Records from a data collection>
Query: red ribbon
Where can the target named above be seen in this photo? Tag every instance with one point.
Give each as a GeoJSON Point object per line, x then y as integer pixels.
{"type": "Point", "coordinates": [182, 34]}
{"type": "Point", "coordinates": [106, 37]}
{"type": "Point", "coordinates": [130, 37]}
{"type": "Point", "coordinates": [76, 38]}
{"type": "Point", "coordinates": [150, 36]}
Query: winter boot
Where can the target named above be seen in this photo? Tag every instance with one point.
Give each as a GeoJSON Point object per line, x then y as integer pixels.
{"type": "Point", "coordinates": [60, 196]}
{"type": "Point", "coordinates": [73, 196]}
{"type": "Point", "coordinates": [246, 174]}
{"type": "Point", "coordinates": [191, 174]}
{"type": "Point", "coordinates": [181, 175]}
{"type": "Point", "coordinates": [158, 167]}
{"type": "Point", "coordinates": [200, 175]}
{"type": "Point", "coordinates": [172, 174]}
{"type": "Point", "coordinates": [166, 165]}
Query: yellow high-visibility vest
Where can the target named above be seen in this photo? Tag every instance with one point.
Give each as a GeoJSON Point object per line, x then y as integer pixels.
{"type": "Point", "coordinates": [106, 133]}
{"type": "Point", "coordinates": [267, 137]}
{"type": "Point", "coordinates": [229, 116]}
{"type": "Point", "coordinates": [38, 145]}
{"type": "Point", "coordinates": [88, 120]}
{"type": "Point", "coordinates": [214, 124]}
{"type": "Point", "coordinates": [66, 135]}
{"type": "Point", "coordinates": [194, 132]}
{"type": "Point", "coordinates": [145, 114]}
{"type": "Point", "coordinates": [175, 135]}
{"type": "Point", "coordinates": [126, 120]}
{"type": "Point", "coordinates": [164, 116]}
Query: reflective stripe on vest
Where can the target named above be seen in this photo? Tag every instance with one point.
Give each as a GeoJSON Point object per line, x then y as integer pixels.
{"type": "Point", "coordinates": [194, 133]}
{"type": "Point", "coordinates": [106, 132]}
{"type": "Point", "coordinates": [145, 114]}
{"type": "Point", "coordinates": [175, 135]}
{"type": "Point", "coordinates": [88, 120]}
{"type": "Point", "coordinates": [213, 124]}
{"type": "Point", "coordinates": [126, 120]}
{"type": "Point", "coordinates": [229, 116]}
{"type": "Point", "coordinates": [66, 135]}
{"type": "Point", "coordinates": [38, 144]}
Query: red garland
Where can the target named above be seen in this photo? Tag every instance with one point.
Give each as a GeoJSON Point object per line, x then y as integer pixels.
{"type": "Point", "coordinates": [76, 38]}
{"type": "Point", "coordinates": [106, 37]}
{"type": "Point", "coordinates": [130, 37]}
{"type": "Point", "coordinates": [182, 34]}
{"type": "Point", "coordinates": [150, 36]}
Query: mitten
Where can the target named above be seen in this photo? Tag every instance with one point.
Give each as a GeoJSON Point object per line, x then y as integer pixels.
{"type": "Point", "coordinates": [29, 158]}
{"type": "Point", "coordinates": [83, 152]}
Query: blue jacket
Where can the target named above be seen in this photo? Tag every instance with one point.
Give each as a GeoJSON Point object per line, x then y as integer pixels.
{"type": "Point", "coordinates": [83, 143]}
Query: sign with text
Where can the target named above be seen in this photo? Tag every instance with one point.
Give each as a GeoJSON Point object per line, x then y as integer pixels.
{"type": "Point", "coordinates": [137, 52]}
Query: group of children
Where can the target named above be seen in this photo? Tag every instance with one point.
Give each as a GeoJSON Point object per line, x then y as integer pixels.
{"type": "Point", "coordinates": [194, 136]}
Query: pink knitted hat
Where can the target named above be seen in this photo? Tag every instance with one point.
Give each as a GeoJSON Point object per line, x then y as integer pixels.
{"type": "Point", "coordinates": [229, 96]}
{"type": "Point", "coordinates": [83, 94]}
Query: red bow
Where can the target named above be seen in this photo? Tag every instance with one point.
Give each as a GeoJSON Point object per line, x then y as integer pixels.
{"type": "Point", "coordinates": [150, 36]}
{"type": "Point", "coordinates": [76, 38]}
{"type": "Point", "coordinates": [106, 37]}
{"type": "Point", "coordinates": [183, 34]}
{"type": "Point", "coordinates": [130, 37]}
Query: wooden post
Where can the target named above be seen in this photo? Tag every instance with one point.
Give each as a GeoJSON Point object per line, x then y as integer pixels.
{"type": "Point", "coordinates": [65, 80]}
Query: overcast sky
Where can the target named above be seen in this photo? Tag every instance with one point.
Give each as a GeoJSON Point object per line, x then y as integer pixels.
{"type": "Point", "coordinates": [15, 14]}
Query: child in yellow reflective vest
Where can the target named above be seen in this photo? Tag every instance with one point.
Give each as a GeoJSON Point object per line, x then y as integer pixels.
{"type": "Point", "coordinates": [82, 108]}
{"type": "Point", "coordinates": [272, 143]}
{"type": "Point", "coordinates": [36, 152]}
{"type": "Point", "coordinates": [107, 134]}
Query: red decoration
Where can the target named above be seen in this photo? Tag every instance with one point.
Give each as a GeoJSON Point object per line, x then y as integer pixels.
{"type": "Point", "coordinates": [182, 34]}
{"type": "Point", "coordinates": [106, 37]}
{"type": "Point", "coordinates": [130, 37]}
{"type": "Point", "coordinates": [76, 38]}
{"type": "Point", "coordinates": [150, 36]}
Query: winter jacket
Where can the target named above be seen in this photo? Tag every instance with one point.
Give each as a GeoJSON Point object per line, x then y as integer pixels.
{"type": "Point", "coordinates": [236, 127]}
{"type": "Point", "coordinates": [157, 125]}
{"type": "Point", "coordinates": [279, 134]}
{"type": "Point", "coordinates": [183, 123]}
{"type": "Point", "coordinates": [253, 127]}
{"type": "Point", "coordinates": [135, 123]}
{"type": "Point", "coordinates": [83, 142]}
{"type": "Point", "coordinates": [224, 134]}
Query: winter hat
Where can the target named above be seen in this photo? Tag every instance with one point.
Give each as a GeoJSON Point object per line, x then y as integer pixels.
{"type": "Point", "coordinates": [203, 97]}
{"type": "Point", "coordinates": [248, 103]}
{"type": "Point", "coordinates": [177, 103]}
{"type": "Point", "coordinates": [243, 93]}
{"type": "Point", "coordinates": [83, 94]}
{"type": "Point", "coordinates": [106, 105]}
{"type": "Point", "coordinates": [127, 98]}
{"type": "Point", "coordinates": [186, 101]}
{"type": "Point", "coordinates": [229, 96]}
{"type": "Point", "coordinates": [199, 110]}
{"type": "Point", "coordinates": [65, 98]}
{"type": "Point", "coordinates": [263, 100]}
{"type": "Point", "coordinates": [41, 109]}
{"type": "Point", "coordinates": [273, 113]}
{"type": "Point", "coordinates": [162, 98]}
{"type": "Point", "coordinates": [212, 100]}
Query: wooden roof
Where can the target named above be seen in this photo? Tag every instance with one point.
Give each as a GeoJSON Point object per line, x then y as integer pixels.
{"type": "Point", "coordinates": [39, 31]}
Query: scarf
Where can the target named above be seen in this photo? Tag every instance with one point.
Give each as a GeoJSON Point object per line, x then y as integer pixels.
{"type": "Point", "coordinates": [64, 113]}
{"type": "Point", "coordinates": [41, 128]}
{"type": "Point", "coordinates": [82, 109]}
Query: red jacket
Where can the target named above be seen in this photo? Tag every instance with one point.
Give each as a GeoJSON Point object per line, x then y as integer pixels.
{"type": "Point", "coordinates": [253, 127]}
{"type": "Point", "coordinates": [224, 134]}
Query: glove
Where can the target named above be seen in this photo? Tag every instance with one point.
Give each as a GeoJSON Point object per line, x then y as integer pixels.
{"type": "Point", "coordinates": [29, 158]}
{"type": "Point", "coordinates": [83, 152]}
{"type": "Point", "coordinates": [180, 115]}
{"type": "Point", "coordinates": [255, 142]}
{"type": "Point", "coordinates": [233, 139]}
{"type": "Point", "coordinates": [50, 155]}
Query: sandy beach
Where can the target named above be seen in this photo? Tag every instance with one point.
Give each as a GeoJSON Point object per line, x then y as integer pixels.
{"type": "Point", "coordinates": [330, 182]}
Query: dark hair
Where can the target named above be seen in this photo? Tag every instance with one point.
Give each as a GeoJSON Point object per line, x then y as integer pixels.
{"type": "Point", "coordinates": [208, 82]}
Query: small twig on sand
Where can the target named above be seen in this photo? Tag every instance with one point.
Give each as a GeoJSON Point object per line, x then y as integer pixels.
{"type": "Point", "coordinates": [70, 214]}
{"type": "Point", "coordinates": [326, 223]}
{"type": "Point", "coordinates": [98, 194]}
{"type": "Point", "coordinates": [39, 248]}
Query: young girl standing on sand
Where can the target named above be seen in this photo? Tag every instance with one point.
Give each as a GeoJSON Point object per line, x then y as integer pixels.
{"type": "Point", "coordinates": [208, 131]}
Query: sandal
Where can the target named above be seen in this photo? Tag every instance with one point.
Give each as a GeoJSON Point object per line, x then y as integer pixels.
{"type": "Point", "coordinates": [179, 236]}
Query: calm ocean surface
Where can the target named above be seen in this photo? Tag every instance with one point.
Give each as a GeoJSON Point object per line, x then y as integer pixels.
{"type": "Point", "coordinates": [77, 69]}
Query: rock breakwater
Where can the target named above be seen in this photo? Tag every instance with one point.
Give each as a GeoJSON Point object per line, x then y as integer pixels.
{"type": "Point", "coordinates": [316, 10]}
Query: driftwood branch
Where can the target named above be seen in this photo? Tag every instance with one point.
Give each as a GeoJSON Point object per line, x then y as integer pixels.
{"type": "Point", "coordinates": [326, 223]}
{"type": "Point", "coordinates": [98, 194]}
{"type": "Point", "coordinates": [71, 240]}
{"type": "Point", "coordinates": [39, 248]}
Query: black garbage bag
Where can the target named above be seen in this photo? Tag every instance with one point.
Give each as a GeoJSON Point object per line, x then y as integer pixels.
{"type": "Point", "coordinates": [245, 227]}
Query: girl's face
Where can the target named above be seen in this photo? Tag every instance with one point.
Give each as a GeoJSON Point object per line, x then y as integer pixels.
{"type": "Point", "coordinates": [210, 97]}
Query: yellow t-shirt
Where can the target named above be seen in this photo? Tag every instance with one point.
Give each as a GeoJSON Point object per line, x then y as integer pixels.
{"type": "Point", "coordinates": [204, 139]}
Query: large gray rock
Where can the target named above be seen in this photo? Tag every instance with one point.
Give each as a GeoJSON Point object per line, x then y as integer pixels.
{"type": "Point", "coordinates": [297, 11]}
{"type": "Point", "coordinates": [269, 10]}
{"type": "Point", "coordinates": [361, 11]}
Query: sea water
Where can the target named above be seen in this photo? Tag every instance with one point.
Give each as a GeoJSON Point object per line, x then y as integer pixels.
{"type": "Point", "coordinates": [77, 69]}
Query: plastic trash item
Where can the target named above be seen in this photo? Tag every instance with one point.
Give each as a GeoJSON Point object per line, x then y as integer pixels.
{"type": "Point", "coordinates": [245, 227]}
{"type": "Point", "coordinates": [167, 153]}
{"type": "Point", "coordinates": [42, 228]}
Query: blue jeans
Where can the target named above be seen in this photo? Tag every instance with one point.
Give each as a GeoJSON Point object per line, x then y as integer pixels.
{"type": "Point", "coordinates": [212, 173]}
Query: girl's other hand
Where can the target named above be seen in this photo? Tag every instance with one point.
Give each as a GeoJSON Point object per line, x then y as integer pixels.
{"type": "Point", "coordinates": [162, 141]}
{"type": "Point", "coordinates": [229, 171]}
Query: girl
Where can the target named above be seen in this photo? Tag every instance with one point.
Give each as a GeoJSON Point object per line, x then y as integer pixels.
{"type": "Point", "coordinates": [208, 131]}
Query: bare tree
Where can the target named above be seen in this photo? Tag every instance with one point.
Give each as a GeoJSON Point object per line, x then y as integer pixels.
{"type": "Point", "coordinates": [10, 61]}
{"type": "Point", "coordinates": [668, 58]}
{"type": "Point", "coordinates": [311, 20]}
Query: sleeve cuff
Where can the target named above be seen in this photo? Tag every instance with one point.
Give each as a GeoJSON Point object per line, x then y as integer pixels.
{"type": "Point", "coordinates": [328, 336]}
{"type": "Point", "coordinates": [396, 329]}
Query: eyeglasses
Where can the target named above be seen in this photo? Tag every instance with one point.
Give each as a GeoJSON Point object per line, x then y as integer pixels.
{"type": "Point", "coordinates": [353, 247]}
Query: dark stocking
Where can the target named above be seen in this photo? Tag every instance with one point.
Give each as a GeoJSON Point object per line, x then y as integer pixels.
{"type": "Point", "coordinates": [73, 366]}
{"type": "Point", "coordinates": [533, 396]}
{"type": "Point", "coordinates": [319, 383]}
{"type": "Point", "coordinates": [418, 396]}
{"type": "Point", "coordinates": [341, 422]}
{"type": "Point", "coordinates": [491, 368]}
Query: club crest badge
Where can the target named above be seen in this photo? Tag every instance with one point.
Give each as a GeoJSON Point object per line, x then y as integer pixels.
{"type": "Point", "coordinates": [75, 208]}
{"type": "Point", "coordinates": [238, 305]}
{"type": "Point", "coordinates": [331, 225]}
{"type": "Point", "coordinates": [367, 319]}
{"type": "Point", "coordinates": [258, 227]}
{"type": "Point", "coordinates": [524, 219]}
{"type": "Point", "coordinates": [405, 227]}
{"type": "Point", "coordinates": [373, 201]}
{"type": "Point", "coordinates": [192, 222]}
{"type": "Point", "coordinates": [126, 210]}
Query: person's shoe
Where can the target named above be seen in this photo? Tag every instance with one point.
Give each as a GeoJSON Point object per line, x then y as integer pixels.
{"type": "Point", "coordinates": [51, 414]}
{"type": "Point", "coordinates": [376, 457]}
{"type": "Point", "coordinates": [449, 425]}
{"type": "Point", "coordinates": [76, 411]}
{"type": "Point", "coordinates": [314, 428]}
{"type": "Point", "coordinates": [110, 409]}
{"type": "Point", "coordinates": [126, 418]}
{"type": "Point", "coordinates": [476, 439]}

What you have to do>
Only the lines from the one containing "Query: eyeglasses" through the end of the entries above belong in the answer; repeat them exactly.

Task response>
Query: eyeglasses
Where can the target named above be seen in this photo? Tag every instance with one point.
Give each as a GeoJSON Point object per line, x then y as integer pixels.
{"type": "Point", "coordinates": [353, 247]}
Query: dark stocking
Where can the target named above be seen in this photo? Tag every instance with one point.
Give each as a GeoJSON Point object per line, x then y as integer pixels.
{"type": "Point", "coordinates": [73, 366]}
{"type": "Point", "coordinates": [533, 396]}
{"type": "Point", "coordinates": [319, 383]}
{"type": "Point", "coordinates": [418, 396]}
{"type": "Point", "coordinates": [341, 422]}
{"type": "Point", "coordinates": [491, 368]}
Query: club crest badge
Where can the target named above be seen in this photo? Tag every instance with one point.
Give each as a GeoJSON Point object per line, x then y as integer pixels.
{"type": "Point", "coordinates": [75, 208]}
{"type": "Point", "coordinates": [238, 305]}
{"type": "Point", "coordinates": [331, 225]}
{"type": "Point", "coordinates": [367, 319]}
{"type": "Point", "coordinates": [258, 227]}
{"type": "Point", "coordinates": [524, 219]}
{"type": "Point", "coordinates": [405, 227]}
{"type": "Point", "coordinates": [373, 201]}
{"type": "Point", "coordinates": [192, 222]}
{"type": "Point", "coordinates": [126, 210]}
Query: person's shoe
Where can the target named above be seen in this photo? Tag every instance with one point.
Give each as a GeoJSON Point object per line, x then y as integer pixels.
{"type": "Point", "coordinates": [51, 414]}
{"type": "Point", "coordinates": [376, 457]}
{"type": "Point", "coordinates": [449, 425]}
{"type": "Point", "coordinates": [76, 411]}
{"type": "Point", "coordinates": [314, 428]}
{"type": "Point", "coordinates": [110, 409]}
{"type": "Point", "coordinates": [126, 418]}
{"type": "Point", "coordinates": [476, 439]}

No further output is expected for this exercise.